«Darüber spricht man nicht»

12.02.17, St. Magdalena: In einer Gesellschaft, in der pornografisches Material jederzeit zugänglich und völlig alltäglich ist, kann man manchmal vergessen, dass es auch eine lyrische Komponente dazu gibt. Mit Literatur ab 18 oder Sex um Sechs wird die Wortvielfalt und die schönste Nebensache der Welt zelebriert und bargelegt.

Man verbindet heutzutage Pornografie sofort mit dem Internet oder mindestens mit bewegten Bildern. Es gab allerdings auch eine Zeit in der man nicht ständig damit konfrontiert wurde. Eine Zeit, in der man sich noch beschämt beim Buchhändler seines Vertrauens die neuste Ausgabe eines erotischen Romans kaufen oder schlicht seine Fantasie benutzen musste; kaum vorstellbar, aber wahr. Im Magdi wird diese Zeit nun wiederbelebt, vorgetragen und regelrecht gefeiert.

* * * *

## Aufgabe A
Kannst du aus dem Text über die Lesung im Magdi den Abschnitt wortgetreu abdrucken, der bei den Worten „Man verbindet heutzutage“ einsetzt und nach „und regelrecht gefeiert.“ endet?

* * * *

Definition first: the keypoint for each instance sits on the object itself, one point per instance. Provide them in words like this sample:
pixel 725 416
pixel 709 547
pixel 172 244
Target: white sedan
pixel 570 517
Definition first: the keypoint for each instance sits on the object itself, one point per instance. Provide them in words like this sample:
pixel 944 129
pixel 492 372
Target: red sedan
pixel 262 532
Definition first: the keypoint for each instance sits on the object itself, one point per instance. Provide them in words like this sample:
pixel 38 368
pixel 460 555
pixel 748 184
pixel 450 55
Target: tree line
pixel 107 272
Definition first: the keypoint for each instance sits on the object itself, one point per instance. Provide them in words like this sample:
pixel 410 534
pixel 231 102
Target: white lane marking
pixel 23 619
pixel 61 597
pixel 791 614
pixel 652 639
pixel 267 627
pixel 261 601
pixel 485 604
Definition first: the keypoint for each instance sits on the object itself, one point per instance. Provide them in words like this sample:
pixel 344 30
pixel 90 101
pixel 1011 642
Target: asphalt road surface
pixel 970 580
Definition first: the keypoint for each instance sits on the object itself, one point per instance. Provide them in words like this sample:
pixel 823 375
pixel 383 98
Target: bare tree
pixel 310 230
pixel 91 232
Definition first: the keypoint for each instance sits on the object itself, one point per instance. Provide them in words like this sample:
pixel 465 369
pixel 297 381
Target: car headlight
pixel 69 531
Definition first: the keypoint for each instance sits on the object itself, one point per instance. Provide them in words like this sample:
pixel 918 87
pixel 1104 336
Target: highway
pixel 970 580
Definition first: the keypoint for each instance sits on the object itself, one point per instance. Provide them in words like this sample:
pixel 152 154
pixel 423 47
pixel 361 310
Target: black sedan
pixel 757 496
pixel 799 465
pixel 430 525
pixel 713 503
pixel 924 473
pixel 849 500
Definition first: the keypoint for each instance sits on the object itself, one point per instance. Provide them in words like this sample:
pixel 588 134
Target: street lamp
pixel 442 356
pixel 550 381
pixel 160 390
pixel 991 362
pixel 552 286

* * * *

## Aufgabe B
Kannst du die Einträge vom allerersten an bis einschließlich der Zeile mit „pixel 570 517“ unverändert ausgeben?

## Musterlösung A
Man verbindet heutzutage Pornografie sofort mit dem Internet oder mindestens mit bewegten Bildern. Es gab allerdings auch eine Zeit in der man nicht ständig damit konfrontiert wurde. Eine Zeit, in der man sich noch beschämt beim Buchhändler seines Vertrauens die neuste Ausgabe eines erotischen Romans kaufen oder schlicht seine Fantasie benutzen musste; kaum vorstellbar, aber wahr. Im Magdi wird diese Zeit nun wiederbelebt, vorgetragen und regelrecht gefeiert.

## Musterlösung B
Definition first: the keypoint for each instance sits on the object itself, one point per instance. Provide them in words like this sample:
pixel 725 416
pixel 709 547
pixel 172 244
Target: white sedan
pixel 570 517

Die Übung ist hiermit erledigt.